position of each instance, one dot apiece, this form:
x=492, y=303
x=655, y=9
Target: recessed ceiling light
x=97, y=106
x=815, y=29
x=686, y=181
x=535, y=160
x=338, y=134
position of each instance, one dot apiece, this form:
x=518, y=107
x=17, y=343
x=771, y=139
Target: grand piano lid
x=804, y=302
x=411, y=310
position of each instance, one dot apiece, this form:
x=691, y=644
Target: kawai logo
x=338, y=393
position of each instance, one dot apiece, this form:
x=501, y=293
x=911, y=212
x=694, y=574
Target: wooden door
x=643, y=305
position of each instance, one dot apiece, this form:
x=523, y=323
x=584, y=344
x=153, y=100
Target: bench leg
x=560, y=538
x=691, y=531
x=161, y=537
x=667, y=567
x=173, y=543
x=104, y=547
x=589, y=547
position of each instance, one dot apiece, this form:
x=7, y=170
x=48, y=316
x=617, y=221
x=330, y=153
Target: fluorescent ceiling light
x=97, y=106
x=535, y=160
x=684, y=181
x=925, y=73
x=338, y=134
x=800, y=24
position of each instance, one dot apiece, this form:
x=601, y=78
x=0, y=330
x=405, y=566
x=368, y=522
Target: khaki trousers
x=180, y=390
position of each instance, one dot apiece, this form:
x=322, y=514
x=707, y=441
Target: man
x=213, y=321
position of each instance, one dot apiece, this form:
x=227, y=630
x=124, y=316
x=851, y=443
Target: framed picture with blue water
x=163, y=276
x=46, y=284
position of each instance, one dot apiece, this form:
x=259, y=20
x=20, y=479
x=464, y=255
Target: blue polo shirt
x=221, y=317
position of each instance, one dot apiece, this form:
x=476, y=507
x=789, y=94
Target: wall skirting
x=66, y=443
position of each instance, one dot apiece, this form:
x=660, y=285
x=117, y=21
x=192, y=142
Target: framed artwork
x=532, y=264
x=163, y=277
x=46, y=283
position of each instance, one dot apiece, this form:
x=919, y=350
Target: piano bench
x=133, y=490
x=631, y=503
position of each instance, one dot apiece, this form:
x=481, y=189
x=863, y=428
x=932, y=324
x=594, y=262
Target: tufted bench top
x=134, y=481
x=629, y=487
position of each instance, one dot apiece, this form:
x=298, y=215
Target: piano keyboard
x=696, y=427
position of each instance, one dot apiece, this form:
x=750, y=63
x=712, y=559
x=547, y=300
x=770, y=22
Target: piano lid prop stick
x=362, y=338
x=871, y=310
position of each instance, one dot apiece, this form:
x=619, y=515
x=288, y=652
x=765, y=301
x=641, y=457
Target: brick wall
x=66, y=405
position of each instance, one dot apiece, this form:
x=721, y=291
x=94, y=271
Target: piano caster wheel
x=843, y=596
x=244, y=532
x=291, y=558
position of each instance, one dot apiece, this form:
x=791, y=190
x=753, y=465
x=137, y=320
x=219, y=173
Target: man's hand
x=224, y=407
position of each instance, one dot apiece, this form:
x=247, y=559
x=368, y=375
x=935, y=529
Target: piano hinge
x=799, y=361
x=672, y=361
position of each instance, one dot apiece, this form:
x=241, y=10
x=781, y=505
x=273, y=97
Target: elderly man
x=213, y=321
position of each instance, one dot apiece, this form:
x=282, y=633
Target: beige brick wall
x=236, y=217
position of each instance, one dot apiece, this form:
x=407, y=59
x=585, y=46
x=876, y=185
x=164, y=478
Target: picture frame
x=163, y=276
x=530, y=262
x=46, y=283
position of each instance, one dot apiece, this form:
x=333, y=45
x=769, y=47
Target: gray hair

• • • •

EXERCISE INSTRUCTIONS:
Write every record out again, unaltered.

ANSWER TO THE EXERCISE:
position of each instance, one dot apiece, this form:
x=492, y=303
x=655, y=9
Target: recessed ceiling light
x=97, y=106
x=815, y=29
x=686, y=181
x=535, y=160
x=338, y=134
position of each instance, one dot apiece, this form:
x=518, y=107
x=17, y=343
x=771, y=139
Target: grand piano lid
x=804, y=302
x=411, y=310
position of each instance, one dot apiece, this form:
x=691, y=644
Target: kawai logo
x=338, y=393
position of each instance, one dot apiece, this form:
x=501, y=293
x=911, y=212
x=694, y=574
Target: wooden door
x=643, y=305
position of each instance, one dot apiece, this form:
x=523, y=323
x=584, y=344
x=153, y=100
Target: bench leg
x=560, y=538
x=691, y=531
x=161, y=537
x=667, y=567
x=173, y=543
x=104, y=547
x=589, y=547
position of each instance, one dot apiece, this form:
x=7, y=170
x=48, y=316
x=617, y=221
x=330, y=153
Target: fluorescent ceiling light
x=97, y=106
x=535, y=160
x=684, y=181
x=925, y=73
x=338, y=134
x=800, y=24
position of each instance, one dot apiece, this form:
x=601, y=78
x=0, y=330
x=405, y=566
x=368, y=522
Target: khaki trousers
x=180, y=390
position of each instance, one dot apiece, this form:
x=322, y=514
x=707, y=441
Target: man
x=213, y=321
position of each instance, one dot apiece, this form:
x=227, y=630
x=124, y=316
x=851, y=443
Target: framed picture with blue water
x=163, y=276
x=46, y=284
position of each instance, one dot apiece, this form:
x=259, y=20
x=20, y=479
x=464, y=255
Target: blue polo shirt
x=221, y=317
position of each instance, one dot apiece, this form:
x=476, y=507
x=789, y=94
Target: wall skirting
x=66, y=443
position of each instance, one dot apiece, this form:
x=660, y=285
x=117, y=21
x=192, y=142
Target: framed artwork
x=532, y=264
x=163, y=277
x=46, y=283
position of each instance, one dot apiece, this form:
x=919, y=350
Target: piano bench
x=133, y=490
x=631, y=503
position of each instance, one dot apiece, this form:
x=481, y=189
x=863, y=428
x=932, y=324
x=594, y=262
Target: tufted bench top
x=134, y=481
x=629, y=487
position of each instance, one dot apiece, this form:
x=298, y=215
Target: piano keyboard
x=696, y=427
position of each instance, one dot apiece, this form:
x=750, y=63
x=712, y=559
x=547, y=300
x=770, y=22
Target: piano lid prop stick
x=362, y=338
x=871, y=310
position of each instance, one dot apiece, this form:
x=619, y=515
x=288, y=652
x=765, y=301
x=641, y=457
Target: brick wall
x=66, y=405
position of each instance, one dot apiece, this form:
x=721, y=291
x=94, y=271
Target: piano caster wheel
x=843, y=596
x=244, y=532
x=291, y=558
position of each instance, one dot apiece, this form:
x=791, y=190
x=753, y=465
x=137, y=320
x=219, y=173
Target: man's hand
x=224, y=407
position of each instance, one dot apiece, this form:
x=247, y=559
x=368, y=375
x=935, y=529
Target: piano hinge
x=799, y=361
x=672, y=361
position of each instance, one dot apiece, this form:
x=241, y=10
x=781, y=505
x=273, y=97
Target: elderly man
x=213, y=321
position of each instance, one dot apiece, this form:
x=282, y=633
Target: beige brick wall
x=236, y=217
position of each instance, one dot apiece, this form:
x=407, y=59
x=585, y=46
x=876, y=185
x=164, y=478
Target: picture frame
x=163, y=276
x=530, y=262
x=46, y=283
position of each instance, one dot apiece, this form:
x=333, y=45
x=769, y=47
Target: gray hair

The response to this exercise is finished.